ACTION ITEM
Set down, please, exactly the lines below that run from the line with "For each instance of the child" to the line with "For each instance of the adult", both lines included.

EXERCISE DATA
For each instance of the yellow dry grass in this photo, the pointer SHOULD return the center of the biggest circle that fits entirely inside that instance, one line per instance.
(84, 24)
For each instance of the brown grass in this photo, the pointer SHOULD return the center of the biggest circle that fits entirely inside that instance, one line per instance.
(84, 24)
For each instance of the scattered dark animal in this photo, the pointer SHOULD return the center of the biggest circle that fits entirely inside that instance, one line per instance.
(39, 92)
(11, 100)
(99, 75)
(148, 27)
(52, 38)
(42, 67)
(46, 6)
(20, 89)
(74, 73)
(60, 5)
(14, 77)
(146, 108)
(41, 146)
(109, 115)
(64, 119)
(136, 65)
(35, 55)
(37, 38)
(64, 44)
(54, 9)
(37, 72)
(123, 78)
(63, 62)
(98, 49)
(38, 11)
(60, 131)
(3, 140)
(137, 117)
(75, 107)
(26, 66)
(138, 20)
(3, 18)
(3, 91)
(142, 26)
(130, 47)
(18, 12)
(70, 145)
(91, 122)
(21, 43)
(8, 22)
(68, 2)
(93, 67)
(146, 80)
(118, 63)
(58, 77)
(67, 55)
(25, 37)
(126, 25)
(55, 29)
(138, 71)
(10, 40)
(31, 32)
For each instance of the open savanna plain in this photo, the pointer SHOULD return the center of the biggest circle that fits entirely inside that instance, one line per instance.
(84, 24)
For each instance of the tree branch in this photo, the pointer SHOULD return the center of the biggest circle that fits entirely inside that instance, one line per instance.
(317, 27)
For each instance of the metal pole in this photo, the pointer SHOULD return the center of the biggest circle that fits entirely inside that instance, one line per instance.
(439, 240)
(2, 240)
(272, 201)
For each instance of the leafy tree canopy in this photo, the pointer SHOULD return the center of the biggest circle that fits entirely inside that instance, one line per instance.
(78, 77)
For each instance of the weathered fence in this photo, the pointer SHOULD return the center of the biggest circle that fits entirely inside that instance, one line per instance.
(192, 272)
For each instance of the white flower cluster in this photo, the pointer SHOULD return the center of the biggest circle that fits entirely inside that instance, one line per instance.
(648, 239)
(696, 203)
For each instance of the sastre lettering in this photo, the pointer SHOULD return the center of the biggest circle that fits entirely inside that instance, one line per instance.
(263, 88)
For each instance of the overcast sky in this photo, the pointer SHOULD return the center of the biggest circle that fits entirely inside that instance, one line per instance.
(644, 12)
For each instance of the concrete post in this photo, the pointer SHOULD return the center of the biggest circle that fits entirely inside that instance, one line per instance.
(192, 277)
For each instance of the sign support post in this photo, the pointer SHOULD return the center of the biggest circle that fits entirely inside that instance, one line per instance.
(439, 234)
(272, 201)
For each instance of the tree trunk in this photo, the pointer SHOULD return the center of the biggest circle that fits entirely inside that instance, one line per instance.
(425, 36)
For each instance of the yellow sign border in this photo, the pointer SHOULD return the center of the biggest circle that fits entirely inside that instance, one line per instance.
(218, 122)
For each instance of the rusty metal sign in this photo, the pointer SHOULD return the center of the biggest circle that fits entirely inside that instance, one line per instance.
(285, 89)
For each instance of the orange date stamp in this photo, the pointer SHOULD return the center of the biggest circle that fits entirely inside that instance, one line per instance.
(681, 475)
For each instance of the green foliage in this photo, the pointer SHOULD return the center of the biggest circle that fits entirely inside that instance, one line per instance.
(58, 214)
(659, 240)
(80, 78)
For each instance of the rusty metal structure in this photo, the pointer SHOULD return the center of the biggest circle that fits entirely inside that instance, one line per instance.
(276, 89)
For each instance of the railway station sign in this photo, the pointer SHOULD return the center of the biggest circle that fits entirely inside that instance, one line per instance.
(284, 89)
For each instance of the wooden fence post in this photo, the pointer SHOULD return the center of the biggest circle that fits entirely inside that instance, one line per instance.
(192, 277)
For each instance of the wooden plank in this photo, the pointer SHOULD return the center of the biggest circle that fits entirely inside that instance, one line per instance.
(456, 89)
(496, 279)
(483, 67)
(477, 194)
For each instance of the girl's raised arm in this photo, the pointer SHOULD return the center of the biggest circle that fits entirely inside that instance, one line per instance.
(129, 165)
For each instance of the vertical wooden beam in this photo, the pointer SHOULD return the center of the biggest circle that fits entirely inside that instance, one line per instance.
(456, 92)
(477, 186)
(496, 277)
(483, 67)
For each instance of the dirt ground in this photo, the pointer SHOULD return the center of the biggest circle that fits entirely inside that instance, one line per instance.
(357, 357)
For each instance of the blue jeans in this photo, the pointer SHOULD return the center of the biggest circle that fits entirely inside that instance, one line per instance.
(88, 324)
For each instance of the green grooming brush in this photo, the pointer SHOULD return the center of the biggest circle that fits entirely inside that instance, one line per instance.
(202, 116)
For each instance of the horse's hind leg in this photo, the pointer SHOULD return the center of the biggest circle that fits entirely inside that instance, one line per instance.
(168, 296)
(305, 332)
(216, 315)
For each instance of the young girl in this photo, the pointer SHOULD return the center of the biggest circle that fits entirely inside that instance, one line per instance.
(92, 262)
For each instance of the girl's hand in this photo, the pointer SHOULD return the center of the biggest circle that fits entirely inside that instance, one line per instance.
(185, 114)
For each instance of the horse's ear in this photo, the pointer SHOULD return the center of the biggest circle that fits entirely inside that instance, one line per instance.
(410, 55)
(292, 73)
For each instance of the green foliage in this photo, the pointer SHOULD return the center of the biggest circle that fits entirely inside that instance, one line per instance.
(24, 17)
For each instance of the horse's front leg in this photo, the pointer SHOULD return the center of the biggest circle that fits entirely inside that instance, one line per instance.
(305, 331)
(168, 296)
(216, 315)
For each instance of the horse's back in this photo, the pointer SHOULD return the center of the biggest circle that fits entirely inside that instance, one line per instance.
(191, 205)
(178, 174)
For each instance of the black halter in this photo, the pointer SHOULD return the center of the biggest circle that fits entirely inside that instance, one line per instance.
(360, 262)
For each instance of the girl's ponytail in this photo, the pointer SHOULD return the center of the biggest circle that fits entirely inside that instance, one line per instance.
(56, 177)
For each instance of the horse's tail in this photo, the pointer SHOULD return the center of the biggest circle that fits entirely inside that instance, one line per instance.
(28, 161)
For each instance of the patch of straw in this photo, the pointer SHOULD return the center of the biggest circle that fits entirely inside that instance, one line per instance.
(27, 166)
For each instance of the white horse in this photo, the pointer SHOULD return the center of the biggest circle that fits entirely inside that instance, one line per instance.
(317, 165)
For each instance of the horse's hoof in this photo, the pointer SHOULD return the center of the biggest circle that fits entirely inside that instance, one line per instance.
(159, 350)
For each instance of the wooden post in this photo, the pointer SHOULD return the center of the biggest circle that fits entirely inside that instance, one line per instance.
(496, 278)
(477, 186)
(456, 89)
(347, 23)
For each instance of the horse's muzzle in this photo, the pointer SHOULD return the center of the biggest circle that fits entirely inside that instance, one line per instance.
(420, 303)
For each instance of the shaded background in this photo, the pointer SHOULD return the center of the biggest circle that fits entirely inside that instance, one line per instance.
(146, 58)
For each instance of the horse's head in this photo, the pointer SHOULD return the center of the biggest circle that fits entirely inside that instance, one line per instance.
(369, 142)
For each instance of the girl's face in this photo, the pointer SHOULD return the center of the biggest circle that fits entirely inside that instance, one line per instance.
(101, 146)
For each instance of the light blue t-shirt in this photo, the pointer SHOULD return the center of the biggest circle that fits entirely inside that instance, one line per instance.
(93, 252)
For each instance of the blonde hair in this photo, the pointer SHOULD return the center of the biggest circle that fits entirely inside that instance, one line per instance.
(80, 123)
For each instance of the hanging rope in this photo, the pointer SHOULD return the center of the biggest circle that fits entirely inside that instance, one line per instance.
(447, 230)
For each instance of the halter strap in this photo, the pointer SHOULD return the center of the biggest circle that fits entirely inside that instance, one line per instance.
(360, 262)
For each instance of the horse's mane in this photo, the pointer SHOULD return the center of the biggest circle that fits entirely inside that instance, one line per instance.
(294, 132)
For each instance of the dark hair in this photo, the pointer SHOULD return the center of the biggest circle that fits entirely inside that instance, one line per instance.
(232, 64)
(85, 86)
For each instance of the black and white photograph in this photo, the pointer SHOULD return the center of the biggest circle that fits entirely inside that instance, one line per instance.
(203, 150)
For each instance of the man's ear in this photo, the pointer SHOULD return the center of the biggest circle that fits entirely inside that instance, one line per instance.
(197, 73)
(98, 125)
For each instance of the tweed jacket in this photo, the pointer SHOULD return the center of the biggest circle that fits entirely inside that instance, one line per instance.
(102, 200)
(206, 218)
--
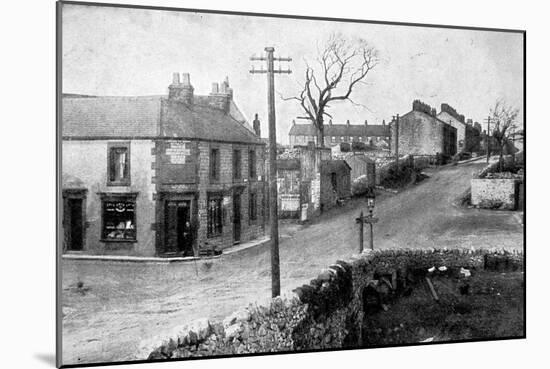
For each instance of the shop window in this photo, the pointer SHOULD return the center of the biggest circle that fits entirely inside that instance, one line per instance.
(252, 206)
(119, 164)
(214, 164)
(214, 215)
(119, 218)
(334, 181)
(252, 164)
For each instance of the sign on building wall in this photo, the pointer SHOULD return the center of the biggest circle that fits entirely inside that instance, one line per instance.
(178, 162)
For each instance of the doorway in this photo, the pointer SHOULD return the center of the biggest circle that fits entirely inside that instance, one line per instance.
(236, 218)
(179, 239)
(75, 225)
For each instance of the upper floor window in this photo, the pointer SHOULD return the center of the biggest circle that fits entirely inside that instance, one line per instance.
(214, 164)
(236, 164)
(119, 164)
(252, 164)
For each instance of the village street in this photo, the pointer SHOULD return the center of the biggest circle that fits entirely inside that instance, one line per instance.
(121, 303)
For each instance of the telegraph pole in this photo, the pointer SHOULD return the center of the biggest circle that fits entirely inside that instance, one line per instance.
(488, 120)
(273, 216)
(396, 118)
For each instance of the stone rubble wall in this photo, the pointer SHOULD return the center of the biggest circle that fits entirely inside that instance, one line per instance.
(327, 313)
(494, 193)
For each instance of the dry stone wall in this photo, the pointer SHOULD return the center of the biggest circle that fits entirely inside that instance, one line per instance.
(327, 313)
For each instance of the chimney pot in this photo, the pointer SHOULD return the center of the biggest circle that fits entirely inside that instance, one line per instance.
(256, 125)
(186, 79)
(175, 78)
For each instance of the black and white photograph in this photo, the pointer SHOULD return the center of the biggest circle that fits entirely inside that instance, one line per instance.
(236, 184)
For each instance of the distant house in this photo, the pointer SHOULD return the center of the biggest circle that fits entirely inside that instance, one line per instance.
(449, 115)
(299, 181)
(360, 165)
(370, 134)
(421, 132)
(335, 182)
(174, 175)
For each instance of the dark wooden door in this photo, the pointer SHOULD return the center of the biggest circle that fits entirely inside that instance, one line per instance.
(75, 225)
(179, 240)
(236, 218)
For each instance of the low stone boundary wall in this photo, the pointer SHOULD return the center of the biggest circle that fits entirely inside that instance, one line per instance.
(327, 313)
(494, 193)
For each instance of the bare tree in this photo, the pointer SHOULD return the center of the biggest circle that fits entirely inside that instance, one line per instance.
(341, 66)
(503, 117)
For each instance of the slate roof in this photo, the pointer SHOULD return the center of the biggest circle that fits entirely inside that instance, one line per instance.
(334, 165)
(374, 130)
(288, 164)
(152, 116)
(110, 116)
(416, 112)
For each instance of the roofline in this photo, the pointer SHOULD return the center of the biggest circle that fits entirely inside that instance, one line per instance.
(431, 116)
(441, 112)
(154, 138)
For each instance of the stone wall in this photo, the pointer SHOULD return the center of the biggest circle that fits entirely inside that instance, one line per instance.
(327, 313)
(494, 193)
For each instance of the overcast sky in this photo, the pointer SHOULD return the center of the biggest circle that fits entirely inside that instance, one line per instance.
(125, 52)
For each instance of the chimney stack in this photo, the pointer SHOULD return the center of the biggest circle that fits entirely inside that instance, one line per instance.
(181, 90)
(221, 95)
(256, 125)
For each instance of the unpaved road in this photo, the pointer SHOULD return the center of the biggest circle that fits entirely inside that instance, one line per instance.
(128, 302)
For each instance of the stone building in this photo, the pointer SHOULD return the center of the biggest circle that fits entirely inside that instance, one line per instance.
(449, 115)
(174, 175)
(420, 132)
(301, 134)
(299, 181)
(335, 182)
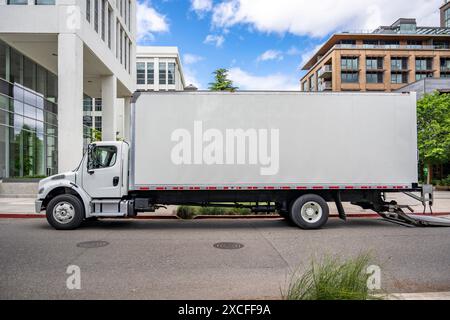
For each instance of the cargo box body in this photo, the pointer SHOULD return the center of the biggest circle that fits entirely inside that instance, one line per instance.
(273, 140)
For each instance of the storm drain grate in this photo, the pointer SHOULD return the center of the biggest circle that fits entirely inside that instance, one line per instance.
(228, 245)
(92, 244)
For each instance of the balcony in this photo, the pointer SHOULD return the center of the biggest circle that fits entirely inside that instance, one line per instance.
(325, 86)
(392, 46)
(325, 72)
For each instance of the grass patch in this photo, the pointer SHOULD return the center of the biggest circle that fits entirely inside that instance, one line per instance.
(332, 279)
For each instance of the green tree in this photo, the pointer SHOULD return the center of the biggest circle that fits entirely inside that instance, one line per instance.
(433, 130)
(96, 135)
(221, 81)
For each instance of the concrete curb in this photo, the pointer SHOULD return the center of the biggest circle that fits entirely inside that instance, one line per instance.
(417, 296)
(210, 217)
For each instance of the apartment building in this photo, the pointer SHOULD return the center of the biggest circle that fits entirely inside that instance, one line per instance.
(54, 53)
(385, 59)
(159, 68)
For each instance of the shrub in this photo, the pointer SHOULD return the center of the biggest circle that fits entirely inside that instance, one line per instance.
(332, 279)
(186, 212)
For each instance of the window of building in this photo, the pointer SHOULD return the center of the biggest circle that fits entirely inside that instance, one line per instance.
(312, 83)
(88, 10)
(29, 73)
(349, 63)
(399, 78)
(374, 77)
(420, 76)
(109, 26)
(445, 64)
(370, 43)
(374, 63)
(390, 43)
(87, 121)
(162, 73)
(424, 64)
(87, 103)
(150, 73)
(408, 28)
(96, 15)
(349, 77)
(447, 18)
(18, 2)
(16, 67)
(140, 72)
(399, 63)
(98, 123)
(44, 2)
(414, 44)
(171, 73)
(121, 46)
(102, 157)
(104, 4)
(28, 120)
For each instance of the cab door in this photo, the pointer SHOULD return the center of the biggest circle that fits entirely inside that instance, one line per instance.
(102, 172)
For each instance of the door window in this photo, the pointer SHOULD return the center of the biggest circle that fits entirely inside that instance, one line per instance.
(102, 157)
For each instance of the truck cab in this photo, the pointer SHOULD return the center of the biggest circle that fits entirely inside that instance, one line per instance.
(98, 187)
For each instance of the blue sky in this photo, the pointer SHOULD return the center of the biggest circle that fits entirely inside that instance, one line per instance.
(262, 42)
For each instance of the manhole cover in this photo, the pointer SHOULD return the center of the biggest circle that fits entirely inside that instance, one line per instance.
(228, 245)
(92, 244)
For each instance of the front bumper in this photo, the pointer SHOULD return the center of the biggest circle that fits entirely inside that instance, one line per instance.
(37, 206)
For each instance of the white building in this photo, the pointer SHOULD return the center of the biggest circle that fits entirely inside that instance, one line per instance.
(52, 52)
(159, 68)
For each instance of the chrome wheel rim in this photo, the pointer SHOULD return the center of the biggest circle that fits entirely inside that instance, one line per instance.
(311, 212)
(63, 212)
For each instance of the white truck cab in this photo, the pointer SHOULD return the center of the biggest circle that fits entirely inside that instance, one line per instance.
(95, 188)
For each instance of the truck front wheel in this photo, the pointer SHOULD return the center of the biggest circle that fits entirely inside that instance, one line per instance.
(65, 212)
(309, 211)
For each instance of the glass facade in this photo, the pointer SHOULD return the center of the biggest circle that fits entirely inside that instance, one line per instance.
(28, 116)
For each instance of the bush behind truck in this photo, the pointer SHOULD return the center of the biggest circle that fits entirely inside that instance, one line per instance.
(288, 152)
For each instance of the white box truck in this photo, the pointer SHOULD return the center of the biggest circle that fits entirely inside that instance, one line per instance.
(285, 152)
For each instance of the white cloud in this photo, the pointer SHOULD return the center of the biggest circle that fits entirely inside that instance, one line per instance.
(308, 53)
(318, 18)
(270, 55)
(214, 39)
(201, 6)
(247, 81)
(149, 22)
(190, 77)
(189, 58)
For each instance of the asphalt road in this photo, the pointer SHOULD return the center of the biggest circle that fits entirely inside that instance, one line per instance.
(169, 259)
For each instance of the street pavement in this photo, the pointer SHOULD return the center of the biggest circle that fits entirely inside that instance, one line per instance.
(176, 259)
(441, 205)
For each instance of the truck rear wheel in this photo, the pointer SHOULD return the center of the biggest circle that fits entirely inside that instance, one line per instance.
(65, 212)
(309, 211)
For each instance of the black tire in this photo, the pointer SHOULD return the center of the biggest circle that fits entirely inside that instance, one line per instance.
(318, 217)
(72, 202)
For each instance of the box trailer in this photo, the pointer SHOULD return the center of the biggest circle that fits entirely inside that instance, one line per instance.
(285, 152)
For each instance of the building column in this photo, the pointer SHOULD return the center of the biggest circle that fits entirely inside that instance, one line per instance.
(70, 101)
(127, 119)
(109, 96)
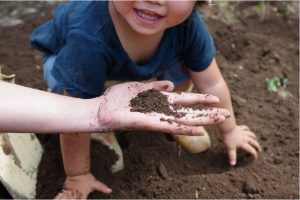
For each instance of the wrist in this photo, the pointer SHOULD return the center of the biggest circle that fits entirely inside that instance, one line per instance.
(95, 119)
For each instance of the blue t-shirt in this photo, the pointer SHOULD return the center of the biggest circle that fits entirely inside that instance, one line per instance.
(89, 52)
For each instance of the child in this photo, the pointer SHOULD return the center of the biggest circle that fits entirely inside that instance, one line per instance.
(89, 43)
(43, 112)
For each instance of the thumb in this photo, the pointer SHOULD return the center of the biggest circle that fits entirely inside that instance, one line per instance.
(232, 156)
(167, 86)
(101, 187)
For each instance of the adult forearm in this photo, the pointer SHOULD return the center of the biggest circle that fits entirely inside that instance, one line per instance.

WRITTEN ANSWER
For each instance of the child in this photo, the pointer SHOULD return the center of the biggest circle that fits entirely inside that instance, one line per instance.
(89, 43)
(43, 112)
For each instance of the thumb in this photo, the pointer SHOULD return the center of the biggest circle that fits entirely inside that instance, one line per instance.
(232, 156)
(167, 86)
(101, 187)
For each instance of the adult forearm in this photo, the pointer SHOULD return the center of the biggest circle that fits entirely inside that instance, one line per instance.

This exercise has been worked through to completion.